* _DATA TO USE_:
◇ ◇ ◇ ◇ ◇

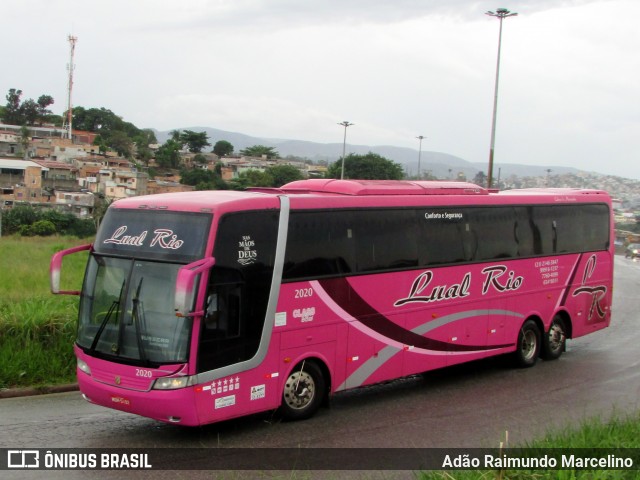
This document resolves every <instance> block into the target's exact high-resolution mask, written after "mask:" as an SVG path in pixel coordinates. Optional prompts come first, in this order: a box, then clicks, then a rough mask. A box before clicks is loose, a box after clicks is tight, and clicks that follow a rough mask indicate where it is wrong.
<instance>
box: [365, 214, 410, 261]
mask: <svg viewBox="0 0 640 480" xmlns="http://www.w3.org/2000/svg"><path fill="white" fill-rule="evenodd" d="M353 219H354V221H353V231H354V236H355V239H356V268H357V271H358V272H375V271H384V270H394V269H401V268H408V267H415V266H417V265H418V235H417V231H418V223H416V217H415V212H414V211H413V210H368V211H361V212H354V213H353Z"/></svg>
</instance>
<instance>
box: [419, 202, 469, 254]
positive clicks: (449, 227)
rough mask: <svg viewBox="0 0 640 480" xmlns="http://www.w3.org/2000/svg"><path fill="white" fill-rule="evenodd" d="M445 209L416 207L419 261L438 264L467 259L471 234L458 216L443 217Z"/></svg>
mask: <svg viewBox="0 0 640 480" xmlns="http://www.w3.org/2000/svg"><path fill="white" fill-rule="evenodd" d="M446 213H447V212H445V211H441V210H436V209H429V210H418V211H417V216H418V218H417V219H416V221H417V222H418V224H419V225H421V235H420V240H419V248H420V265H421V266H428V265H441V264H446V263H459V262H465V261H469V260H471V252H472V249H473V244H474V243H473V238H472V235H471V234H470V232H469V231H468V224H467V223H466V222H465V221H464V213H463V211H462V210H459V211H458V212H456V213H459V214H462V215H463V217H462V218H458V219H455V218H447V217H446V216H445V214H446Z"/></svg>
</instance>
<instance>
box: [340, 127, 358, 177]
mask: <svg viewBox="0 0 640 480" xmlns="http://www.w3.org/2000/svg"><path fill="white" fill-rule="evenodd" d="M338 125H342V126H343V127H344V139H343V140H342V169H341V170H340V180H344V156H345V154H346V152H347V127H350V126H351V125H355V124H353V123H349V122H347V121H346V120H345V121H344V122H340V123H338Z"/></svg>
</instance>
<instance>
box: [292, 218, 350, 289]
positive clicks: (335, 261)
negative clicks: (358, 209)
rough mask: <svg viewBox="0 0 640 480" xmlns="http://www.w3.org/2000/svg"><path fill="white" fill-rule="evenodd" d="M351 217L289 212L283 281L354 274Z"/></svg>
mask: <svg viewBox="0 0 640 480" xmlns="http://www.w3.org/2000/svg"><path fill="white" fill-rule="evenodd" d="M352 223H353V222H352V213H351V212H348V211H330V212H292V213H291V215H290V218H289V232H288V235H287V251H286V255H285V264H284V272H283V278H285V279H293V278H313V277H321V276H327V275H341V274H347V273H352V272H355V240H354V232H353V225H352Z"/></svg>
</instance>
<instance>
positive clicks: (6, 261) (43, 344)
mask: <svg viewBox="0 0 640 480" xmlns="http://www.w3.org/2000/svg"><path fill="white" fill-rule="evenodd" d="M89 242H91V240H90V239H89V240H84V241H83V240H78V239H77V238H72V237H47V238H41V237H40V238H28V237H26V238H25V237H19V236H8V237H7V236H4V237H2V238H0V272H2V274H1V275H0V292H2V295H1V297H0V388H8V387H25V386H38V385H45V384H46V385H51V384H59V383H65V382H71V381H74V379H75V361H74V358H73V340H74V338H75V330H76V319H77V315H78V297H77V296H69V295H53V294H51V291H50V289H49V262H50V260H51V256H52V255H53V254H54V253H55V252H57V251H59V250H63V249H65V248H69V247H72V246H75V245H80V244H83V243H89ZM86 260H87V253H86V252H81V253H78V254H76V255H72V256H70V257H67V258H66V259H65V260H64V265H63V269H62V288H63V289H69V290H79V289H80V286H81V284H82V278H83V273H84V268H85V263H86Z"/></svg>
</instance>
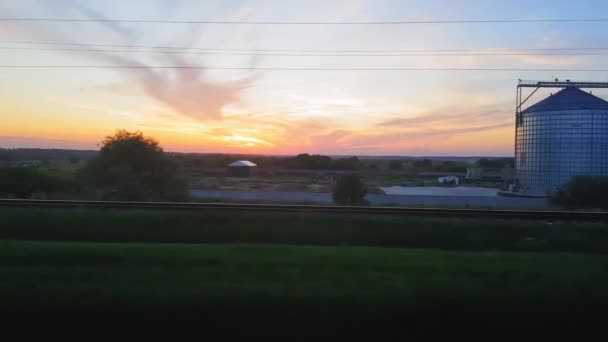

◇ ◇ ◇ ◇ ◇

* _INSTRUCTIONS FOR THE TASK_:
Please count the lines above that contain the string "clicks", matching case exactly, and give only the number.

* _WRITTEN SOLUTION_:
5